■ TASK DATA:

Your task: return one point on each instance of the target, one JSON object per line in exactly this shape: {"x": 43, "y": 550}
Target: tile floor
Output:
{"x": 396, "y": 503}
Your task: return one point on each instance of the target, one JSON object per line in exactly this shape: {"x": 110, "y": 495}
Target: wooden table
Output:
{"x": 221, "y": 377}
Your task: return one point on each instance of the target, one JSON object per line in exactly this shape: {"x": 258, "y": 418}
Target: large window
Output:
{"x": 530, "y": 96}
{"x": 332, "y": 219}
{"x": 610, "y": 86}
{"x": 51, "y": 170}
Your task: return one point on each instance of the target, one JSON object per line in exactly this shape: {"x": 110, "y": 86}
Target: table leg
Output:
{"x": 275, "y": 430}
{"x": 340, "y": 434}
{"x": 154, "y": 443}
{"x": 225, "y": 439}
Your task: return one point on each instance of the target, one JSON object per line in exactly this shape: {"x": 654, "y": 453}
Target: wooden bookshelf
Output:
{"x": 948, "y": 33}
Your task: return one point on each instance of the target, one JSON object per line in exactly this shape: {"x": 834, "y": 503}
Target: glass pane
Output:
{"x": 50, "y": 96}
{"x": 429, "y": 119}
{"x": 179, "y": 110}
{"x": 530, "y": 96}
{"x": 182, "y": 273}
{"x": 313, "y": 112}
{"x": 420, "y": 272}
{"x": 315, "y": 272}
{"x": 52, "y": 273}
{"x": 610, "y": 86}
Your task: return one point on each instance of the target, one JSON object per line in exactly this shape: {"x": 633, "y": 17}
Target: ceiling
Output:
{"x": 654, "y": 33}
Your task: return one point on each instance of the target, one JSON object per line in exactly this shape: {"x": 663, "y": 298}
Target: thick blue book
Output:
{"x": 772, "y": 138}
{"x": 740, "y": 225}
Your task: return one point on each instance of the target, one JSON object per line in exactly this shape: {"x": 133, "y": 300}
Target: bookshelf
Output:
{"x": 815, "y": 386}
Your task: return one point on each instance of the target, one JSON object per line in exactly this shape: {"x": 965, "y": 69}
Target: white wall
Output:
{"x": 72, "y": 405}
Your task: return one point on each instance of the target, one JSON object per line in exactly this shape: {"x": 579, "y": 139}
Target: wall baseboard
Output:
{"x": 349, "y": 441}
--
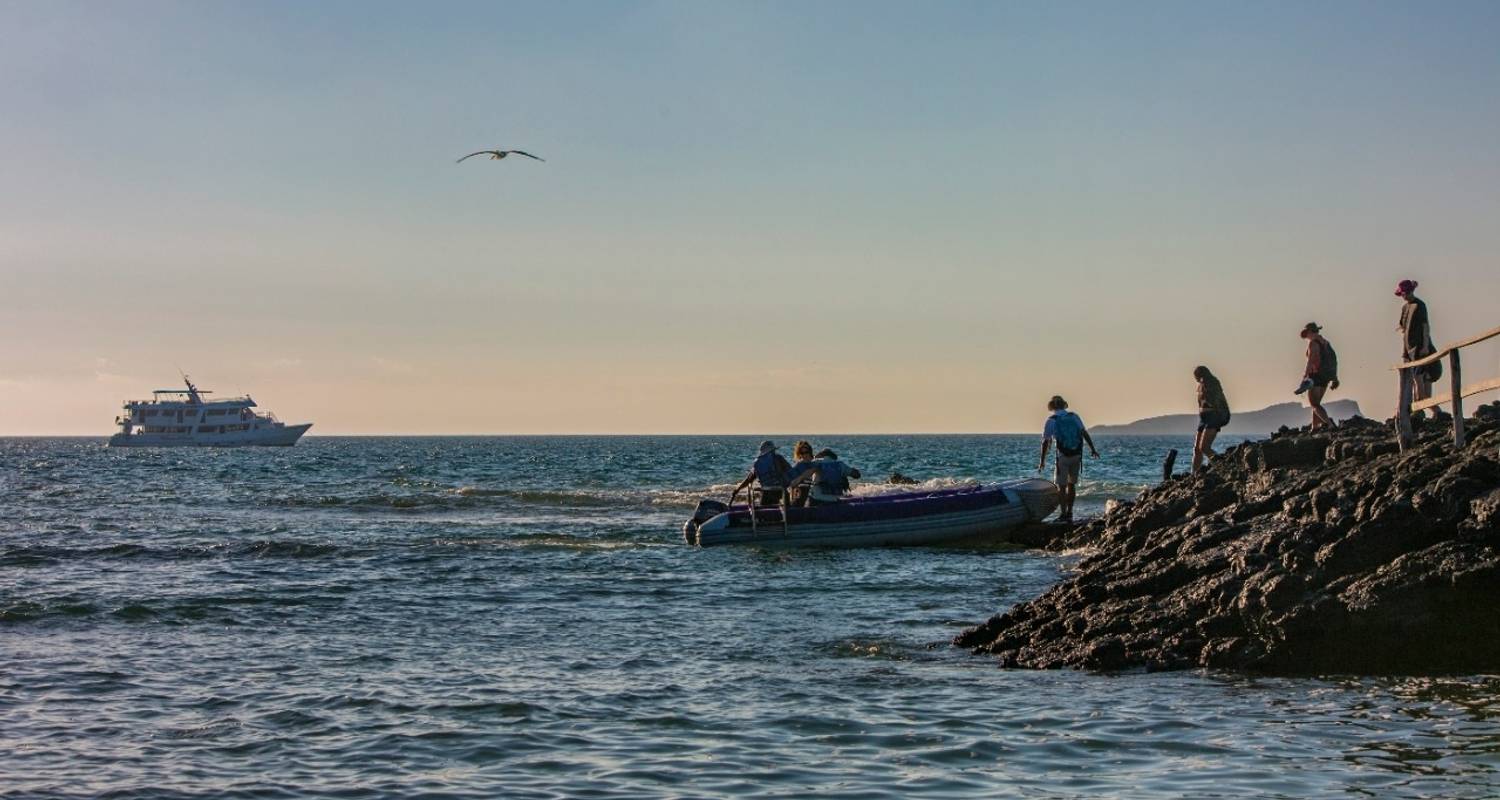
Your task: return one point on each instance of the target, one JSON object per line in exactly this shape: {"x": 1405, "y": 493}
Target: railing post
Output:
==
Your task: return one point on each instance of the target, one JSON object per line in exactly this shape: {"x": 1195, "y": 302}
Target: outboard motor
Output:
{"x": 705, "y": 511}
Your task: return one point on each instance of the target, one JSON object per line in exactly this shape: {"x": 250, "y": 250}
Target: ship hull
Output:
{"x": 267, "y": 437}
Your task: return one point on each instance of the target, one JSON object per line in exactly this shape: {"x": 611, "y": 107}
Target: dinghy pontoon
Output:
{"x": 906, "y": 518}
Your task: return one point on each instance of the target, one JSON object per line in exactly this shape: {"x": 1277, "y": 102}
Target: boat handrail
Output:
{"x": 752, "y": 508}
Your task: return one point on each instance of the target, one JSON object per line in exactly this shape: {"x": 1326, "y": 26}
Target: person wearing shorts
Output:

■ EXERCISE GOAL:
Pull out each line of the rows above that contains the string "table", and treat uppercase and lowercase as different.

■ WRITTEN REPLY:
Target: wooden table
Target: table leg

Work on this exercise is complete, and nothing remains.